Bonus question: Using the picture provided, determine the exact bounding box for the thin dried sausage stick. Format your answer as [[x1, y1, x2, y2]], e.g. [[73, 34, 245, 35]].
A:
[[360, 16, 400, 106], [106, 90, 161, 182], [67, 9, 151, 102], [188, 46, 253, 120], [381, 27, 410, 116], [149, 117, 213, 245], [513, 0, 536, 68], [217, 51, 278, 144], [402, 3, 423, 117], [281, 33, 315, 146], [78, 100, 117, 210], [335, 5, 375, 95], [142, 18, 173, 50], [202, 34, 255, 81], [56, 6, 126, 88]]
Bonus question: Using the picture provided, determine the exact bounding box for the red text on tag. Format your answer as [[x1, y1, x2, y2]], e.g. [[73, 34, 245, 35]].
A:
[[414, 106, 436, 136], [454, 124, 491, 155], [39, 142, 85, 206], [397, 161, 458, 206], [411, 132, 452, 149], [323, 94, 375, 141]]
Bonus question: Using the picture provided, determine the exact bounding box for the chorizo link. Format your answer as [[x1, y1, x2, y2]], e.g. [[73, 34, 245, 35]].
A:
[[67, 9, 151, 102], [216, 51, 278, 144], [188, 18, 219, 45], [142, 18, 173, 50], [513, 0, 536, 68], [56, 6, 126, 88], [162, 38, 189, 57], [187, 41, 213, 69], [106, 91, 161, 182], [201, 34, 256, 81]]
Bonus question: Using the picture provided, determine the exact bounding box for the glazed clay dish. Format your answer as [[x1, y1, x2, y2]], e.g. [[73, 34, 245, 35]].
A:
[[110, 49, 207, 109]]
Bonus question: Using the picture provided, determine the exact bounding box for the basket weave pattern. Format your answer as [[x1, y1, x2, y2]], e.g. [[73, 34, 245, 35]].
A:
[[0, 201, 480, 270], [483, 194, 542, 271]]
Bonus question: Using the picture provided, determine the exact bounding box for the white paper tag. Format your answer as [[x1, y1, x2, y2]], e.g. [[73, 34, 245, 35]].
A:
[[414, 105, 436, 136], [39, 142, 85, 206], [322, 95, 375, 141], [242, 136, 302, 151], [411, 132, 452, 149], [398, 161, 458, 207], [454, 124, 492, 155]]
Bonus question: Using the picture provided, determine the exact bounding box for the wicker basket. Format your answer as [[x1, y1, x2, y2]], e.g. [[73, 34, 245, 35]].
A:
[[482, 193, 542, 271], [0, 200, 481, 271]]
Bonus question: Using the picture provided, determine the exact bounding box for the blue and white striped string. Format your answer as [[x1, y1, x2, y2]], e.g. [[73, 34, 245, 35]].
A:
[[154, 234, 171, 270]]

--------------------------------------------------

• WORK TO COMPLETE: Only lines containing "white" belong in the answer; copy every such line from the records.

• RESPONSE BELOW:
Bonus question: Using the picture provided, determine the exact bounding box for the white paper tag. Format your answer as [[x1, y1, x2, y2]], e.g. [[73, 34, 245, 35]].
Bonus question: Using the picture provided, determine the exact bounding box for the blue and white striped string. Format your answer as [[x1, y1, x2, y2]], e.g. [[73, 34, 245, 35]].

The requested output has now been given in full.